(Passage begins)
Making Sense of the Fine Details

by | Sep 15, 2022

Over the next few posts, we will dig deeper into microscope objectives and explore how they can affect the quality of your imaging. Let’s start the series off with magnification and resolution, which can be a point of confusion when planning experiments.   

Often, when an image looks fuzzy, people will try to correct this by using a higher magnification objective. Yet the assumption that increased magnification means better resolution is incorrect. Figure 1 depicts two images, each acquired with a 20x objective. If you look carefully, the image on the right has features that are more sharply defined than in the image on the left.

Fig 1: The images on the left and right are fluorescence images of Weibel Palade bodies in endothelial cells labeled using immunofluorescence. Scale bar = 10 µm. We thank the laboratory of Dr. Kamala Patel for providing samples.

 

Rather than magnification, it is the numerical aperture of an objective, known as “NA”,  that determines how well you can resolve features on your specimen. You can have two different 20x objectives, but if their NA is not the same, the resolution will be different: the objective with higher NA gives higher (better) resolution. The objective on the left has a NA of 0.4, while the one on the right has an NA of 0.75. As you can see, the 0.75 NA objective resolves features better than the 0.4 NA objective, although both objectives have the same magnification (20x).
(Passage ends)
(Records begins)
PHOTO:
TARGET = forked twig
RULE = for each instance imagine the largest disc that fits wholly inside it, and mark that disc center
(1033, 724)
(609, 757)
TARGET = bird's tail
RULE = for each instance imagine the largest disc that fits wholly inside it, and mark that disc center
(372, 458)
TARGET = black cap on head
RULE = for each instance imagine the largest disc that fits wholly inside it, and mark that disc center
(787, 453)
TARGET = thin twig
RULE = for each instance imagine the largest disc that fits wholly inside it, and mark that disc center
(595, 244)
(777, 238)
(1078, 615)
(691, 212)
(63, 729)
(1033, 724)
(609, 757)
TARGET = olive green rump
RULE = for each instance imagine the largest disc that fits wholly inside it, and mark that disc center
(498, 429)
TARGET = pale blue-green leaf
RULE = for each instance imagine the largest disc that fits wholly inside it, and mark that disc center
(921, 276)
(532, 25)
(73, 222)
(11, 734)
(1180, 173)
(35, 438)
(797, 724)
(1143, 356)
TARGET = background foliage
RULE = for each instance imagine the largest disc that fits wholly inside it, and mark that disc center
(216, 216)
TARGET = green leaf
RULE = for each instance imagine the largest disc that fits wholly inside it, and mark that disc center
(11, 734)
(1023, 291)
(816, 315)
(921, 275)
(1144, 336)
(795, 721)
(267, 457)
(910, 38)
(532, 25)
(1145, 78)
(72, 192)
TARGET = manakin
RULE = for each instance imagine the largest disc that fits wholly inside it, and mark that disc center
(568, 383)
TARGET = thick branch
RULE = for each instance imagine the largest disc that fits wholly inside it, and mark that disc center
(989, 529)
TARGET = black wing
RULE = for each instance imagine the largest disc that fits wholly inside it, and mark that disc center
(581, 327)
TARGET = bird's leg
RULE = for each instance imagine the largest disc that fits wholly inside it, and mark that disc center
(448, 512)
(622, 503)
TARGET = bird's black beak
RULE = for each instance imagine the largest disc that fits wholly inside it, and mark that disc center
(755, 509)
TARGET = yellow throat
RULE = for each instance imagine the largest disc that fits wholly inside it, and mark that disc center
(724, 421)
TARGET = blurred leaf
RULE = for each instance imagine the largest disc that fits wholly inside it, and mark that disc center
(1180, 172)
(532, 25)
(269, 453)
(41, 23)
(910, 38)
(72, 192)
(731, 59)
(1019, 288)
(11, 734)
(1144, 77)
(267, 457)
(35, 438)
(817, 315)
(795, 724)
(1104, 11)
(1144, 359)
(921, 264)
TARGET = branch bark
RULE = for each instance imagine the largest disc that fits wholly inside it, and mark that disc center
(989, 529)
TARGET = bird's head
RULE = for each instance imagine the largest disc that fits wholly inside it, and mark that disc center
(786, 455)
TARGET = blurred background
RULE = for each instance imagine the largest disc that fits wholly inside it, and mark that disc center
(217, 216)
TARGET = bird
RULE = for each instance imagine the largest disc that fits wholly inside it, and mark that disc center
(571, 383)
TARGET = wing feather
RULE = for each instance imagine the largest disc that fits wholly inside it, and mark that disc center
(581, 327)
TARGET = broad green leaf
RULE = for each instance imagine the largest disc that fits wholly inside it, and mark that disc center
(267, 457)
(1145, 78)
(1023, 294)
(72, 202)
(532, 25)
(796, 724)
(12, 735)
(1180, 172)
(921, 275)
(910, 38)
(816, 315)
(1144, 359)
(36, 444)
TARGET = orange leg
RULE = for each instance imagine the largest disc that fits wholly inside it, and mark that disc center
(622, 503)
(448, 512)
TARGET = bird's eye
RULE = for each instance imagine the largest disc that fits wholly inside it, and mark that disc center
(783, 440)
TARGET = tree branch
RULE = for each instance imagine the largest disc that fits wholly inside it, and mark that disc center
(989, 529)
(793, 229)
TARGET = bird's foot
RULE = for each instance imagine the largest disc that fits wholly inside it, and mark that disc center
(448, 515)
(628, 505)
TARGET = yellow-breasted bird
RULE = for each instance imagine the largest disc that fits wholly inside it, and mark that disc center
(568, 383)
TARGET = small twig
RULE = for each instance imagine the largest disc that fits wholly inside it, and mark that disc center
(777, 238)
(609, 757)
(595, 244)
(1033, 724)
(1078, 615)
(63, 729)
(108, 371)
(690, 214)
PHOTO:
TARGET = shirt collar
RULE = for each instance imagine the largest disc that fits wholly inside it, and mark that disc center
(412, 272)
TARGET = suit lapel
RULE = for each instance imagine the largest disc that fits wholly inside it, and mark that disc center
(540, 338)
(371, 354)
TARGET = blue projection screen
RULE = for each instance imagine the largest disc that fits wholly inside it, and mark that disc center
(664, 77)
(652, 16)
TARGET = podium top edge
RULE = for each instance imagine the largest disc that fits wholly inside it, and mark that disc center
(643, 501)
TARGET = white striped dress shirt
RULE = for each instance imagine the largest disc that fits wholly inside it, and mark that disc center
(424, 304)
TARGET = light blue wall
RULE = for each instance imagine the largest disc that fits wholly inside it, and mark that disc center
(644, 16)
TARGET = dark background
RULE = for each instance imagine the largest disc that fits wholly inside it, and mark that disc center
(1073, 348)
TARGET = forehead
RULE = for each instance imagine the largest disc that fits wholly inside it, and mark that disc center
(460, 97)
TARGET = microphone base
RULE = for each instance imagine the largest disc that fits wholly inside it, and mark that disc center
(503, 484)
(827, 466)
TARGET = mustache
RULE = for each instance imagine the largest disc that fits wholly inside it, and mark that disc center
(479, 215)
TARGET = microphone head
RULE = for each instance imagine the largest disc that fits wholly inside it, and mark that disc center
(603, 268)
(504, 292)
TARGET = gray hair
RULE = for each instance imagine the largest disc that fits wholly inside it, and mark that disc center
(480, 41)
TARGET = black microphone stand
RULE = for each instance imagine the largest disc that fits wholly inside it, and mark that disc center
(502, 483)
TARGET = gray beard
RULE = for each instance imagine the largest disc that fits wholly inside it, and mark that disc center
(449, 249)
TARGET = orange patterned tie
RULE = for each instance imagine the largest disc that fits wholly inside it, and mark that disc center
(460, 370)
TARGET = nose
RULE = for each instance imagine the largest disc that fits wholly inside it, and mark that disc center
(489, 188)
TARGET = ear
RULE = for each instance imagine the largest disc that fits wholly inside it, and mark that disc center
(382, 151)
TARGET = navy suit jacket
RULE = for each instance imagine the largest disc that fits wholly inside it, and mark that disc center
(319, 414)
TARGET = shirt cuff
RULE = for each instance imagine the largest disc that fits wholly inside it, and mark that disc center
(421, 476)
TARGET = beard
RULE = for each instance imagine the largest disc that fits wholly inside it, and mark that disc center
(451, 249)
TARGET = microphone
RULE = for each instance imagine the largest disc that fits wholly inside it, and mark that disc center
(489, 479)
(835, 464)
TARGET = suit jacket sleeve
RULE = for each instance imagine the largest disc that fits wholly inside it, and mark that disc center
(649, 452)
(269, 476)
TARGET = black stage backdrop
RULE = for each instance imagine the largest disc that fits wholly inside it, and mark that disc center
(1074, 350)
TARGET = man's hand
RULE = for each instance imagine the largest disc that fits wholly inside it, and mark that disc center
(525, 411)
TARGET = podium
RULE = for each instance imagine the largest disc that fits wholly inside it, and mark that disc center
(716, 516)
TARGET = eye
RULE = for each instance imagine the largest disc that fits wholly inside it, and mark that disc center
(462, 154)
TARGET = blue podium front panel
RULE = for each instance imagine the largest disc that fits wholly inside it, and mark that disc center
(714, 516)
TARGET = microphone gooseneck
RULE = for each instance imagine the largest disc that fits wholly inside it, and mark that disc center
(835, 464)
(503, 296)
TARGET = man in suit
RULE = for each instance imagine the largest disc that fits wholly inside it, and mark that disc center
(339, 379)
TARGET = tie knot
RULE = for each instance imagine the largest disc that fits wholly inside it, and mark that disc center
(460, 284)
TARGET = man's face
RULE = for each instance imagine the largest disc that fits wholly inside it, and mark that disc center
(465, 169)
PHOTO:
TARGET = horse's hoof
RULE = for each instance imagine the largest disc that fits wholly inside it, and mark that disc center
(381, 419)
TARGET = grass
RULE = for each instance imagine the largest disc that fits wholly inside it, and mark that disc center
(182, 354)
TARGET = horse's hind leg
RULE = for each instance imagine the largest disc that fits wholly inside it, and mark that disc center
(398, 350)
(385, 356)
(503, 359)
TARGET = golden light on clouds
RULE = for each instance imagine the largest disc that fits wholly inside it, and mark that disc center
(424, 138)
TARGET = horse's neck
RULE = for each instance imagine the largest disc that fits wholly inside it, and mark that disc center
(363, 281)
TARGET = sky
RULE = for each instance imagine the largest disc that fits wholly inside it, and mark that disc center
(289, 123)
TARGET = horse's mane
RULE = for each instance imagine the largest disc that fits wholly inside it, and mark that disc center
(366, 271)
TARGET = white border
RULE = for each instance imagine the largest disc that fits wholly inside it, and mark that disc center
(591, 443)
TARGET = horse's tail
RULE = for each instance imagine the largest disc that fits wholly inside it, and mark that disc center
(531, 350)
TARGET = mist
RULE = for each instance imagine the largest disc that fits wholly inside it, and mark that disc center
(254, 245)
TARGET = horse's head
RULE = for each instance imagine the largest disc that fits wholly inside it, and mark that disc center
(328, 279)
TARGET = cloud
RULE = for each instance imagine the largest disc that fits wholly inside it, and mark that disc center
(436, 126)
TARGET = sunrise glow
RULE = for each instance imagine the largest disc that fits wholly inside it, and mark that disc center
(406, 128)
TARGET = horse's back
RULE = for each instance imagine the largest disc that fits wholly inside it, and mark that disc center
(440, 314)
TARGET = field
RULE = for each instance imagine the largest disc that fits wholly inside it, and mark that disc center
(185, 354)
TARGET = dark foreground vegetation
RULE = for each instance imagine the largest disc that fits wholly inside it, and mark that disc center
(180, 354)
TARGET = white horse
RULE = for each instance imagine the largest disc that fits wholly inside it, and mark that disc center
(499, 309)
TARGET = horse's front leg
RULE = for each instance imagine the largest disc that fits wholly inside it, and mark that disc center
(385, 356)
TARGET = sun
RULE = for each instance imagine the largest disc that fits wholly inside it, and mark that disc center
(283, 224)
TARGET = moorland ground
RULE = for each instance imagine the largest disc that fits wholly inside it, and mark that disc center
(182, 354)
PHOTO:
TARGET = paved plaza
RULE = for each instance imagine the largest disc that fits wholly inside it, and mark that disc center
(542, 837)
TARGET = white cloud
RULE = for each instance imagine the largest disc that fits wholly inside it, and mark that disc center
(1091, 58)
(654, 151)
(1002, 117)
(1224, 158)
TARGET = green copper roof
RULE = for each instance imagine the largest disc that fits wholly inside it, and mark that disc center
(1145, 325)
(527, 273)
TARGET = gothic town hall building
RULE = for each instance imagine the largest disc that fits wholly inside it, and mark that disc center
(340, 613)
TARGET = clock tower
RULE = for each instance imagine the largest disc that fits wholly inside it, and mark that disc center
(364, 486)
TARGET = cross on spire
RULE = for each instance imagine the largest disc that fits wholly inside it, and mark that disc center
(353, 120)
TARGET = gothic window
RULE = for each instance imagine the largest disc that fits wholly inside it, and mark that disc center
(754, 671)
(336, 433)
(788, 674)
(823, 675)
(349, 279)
(Records ends)
How to complete this task: Please copy the microscope objectives post word for word, from "Over the next" to "when planning experiments.". You won't need the material.

Task result:
Over the next few posts, we will dig deeper into microscope objectives and explore how they can affect the quality of your imaging. Let’s start the series off with magnification and resolution, which can be a point of confusion when planning experiments.